■ KUTIPAN SUMBER
-----

Lebih lanjut, Austin mengatakan bahwa hokum harus dipahami dalam arti komando karena hokum seharusnya tidak memberi ruang untuk memilih: apakah mematuhi atau tidak mematuhi. Hokum bersifat non-optional. Arinya, perintah yang keluarkan oleh sovereign harus ditaati oleh semua warganya tanpa kecuali dan tanpa pilihan. Dengan pemikiran seperti ini Austin mau menegaskan bahwa hokum bukanlah setumpuk peraturan atau nasihat moral. Jika hukum hanyalah setumpuk peraturan atau nasihat moral, maka hukum tidak memiliki implikasi hukuman apapun. Ketika hokum tidak lagi dapat dipakasakan, yakni pelanggarannya dikenai hukuman atau sanksi hokum, maka hokum tidak lagi dapat disebut hokum. Hukum kehilangan esensinya sebagai komando. Maka, kepatuhan pada hokum adalah kewajiban yang tak dapat ditawar-tawar.
Hal lain yang patut menjadi tekanan penting di sini adalah bahwa hokum tidak hanya bersifat komando saja tetapi dibarengi dengan sanksi bagi yang tidak mentaatinya. Konamdo dari sovereign diafirmasi dengan sanksi. Austin menjelaskan bahwa ketika kita menyebut perintah sebagai hokum tetapi dalam praktek tidak dapat ditegakkan mealalui sanksi hokum adalah absurd. Hokum yang demikian tidak mampu memenuhi fungsi sosialnya sebagai alat control terhadap tingkah laku masyarakat. Padahal fungsi utama dari hokum adalah mengontrol perilaku masyarakat.
Hokum sebagai komando dalam perspektif Austin ini memuat dua elemen dasar, yakni: pertama, hokum sebagai komando mengandung pentingnya keinginan, yaitu keinginan dari seorang penguasa bahwa seseorang harus melakukan atau menahan diri untuk tidak melakukan sesuatu. Tentu saja, semua keinginan tidak mempunyai kekuatan sebagai hukum. Austin memberi canto: jika saya ingin makan, keinginan seperti ini tidak dapat dijadikan sebagai sebuah hokum. Karena itu keinginan dalam arti hokum memiliki kekhususan, yakni pihak yang terekena hokum harus menanggung akibat yang tidak menyenagkan atau membahayakan dari yang lain apabila memenuhi hokum yang berlaku.
Dengan demikian hokum dalam arti komando mengungkapkan keinginan penguasa. Pada dasarnya memuat pula ancaman hukuman bagi siapapun yang berada di bawah hokum yang berlaku. Kedua, bahwa hokum memiliki kemampuanuntuk menciptakan sesuatu yang menyenangkan atau bahkan mengancam subjek yang melanggarnya. Setiap orang yang menjadi sasaran atau tujuan dari komando tersebut dengan sendirinya terikat, wajib berada di bawah keharusan untuk melakukan atau tidak melakukan apa yang dikomandokan. Kegagalan memenuhi komando akan berakibat buruk atau secara pasti akan mendatangkan sanksi bagi subjek yang terkena komando.

-----

■ DATA HASIL EKSTRAKSI
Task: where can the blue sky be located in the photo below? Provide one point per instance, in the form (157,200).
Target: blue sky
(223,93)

-----

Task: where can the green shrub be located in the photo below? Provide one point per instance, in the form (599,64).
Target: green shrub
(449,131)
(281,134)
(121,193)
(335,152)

-----

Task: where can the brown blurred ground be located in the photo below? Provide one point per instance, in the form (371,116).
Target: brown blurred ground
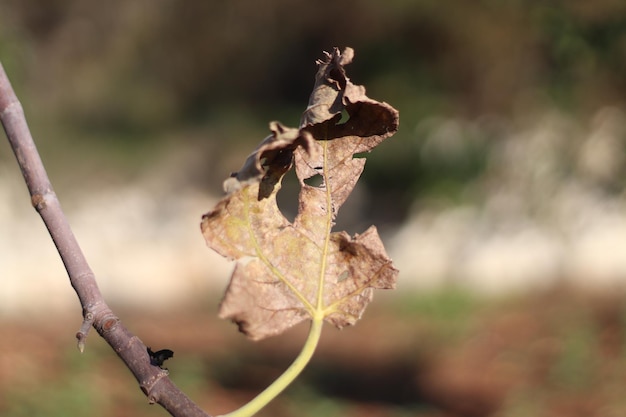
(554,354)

-----

■ PETUNJUK 1
Tulis ulang bagian teks tentang pandangan Austin mengenai hukum dari "Hal lain yang" sampai "mengontrol perilaku masyarakat.", dan ganti "masyarakat" dengan "warga".
■ PETUNJUK 2
Sebutkan setiap kalimat dalam teks tentang pandangan Austin mengenai hukum yang memuat nama "Austin".
■ PETUNJUK 3
Lanjutkan teks tentang pandangan Austin mengenai hukum mulai dari kalimat terakhirnya.

■ JAWABAN YANG DIHARAPKAN 1
Hal lain yang patut menjadi tekanan penting di sini adalah bahwa hokum tidak hanya bersifat komando saja tetapi dibarengi dengan sanksi bagi yang tidak mentaatinya. Konamdo dari sovereign diafirmasi dengan sanksi. Austin menjelaskan bahwa ketika kita menyebut perintah sebagai hokum tetapi dalam praktek tidak dapat ditegakkan mealalui sanksi hokum adalah absurd. Hokum yang demikian tidak mampu memenuhi fungsi sosialnya sebagai alat control terhadap tingkah laku warga. Padahal fungsi utama dari hokum adalah mengontrol perilaku warga.

■ JAWABAN YANG DIHARAPKAN 2
1. Lebih lanjut, Austin mengatakan bahwa hokum harus dipahami dalam arti komando karena hokum seharusnya tidak memberi ruang untuk memilih: apakah mematuhi atau tidak mematuhi.
2. Dengan pemikiran seperti ini Austin mau menegaskan bahwa hokum bukanlah setumpuk peraturan atau nasihat moral.
3. Austin menjelaskan bahwa ketika kita menyebut perintah sebagai hokum tetapi dalam praktek tidak dapat ditegakkan mealalui sanksi hokum adalah absurd.
4. Hokum sebagai komando dalam perspektif Austin ini memuat dua elemen dasar, yakni: pertama, hokum sebagai komando mengandung pentingnya keinginan, yaitu keinginan dari seorang penguasa bahwa seseorang harus melakukan atau menahan diri untuk tidak melakukan sesuatu.
5. Austin memberi canto: jika saya ingin makan, keinginan seperti ini tidak dapat dijadikan sebagai sebuah hokum.

■ JAWABAN YANG DIHARAPKAN 3
Dari pandangan Austin ini jelas bahwa dalam teori hokum sebagai komando terdapat relasi tak terpisahkan atara komando dan hukuman, yang memperlihatkan adanya kewajiban yang tak terelakkan pada pihak yang diatur oleh hokum. Di sini tampak bahwa situasi komando merefleksikan relasi antara yang superior dan inferior, di mana yang superior memiliki kedaulatan mutlak terhadap yang inferior. Bahkan semua hokum yang berasal dari penguasa yang superior ini dipandang oleh Austin sebagai kebnaran niscaya, karenanya tidak memerlukan tanggapan, apabila ada unsure-unsur kebenaran yang dikemukakan oleh pihak bawahan. Selain itu, penguasa dengan sendirinya berada di luar hokum, dia tidak terkena hokum. Karena jika dia sendiri berada dalam hokum dalam arti bahwa masih memiliki kewajiban untuk mentaati suatu hokum, sekalipun hokum itu dikeluarkan olehnya, maka dia bukanlahsovereign. Dengan pandangan seperti ini, Austin manarik satu garis pemisah yang tegas antara penguasa dan rakyat biasa dan mendasarkan validitas keseluruhan hokum pada kenyataan faktual empiris kedaulatan seorang penguasa.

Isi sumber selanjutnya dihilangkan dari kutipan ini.